TASK REQUIREMENTS: Every record must be reproduced exactly. Leave none out.

───── RECORDS PROVIDED

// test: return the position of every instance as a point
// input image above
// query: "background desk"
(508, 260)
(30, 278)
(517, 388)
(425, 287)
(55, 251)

──────────

RESPONSE BOX:
// test: return the position of every instance as a point
// input image above
// query: "background desk"
(508, 260)
(30, 278)
(517, 388)
(425, 287)
(55, 251)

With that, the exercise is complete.